Set problem A: In the forum thread on the hyperbolic equation below, list each operation that the reply explicitly tells the reader to carry out.
Set problem B: According to the forum thread on the hyperbolic equation below, to how many significant figures must the answers be given?

1. ## Trigonometric Function

Hello, I need help on this question:

Find the value, or values, of x for which $4sinhx - 3coshx = 5$ giving your answer, or answers, to 3 significant figures.

2. Originally Posted by Air
Hello, I need help on this question:

Find the value, or values, of x for which $4sinhx - 3coshx = 5$ giving your answer, or answers, to 3 significant figures.

There are a couple of ways. Here's one that uses the basic definitions:
$4sinh(x) - 3cosh(x) = 5$

$4 \cdot \frac{e^x - e^{-x}}{2} - 3 \cdot \frac{e^x + e^{-x}}{2} = 5$

Now for a little grouping work:
$2(e^x - e^{-x}) - \frac{3}{2}(e^x + e^{-x}) = 5$

$\left ( 2 - \frac{3}{2} \right ) e^x + \left (-2 - \frac{3}{2} \right ) = 5$

$\frac{1}{2}e^x - \frac{7}{2}e^{-x} = 5$

Multiply both sides by $2e^x$:
$e^{2x} - 7 = 10e^x$

$e^{2x} - 10e^x - 7 = 0$

This is a quadratic in $e^x$ so you can finish this. If that is hard for you to see then:

Let $y = e^x$. The equation becomes:
$y^2 - 10y - 7 = 0$

Solve this with the quadratic formula (or completing the square) then take the natural log of it to get x.

Data extract:
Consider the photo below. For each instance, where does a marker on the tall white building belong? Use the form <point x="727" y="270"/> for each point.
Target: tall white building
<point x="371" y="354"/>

Exercise response A:
- Multiply both sides by $2e^x$.
- Let $y = e^x$.
- Solve the resulting quadratic with the quadratic formula or by completing the square.
- Take the natural log to get x.

Exercise response B: The answers must be given to 3 significant figures.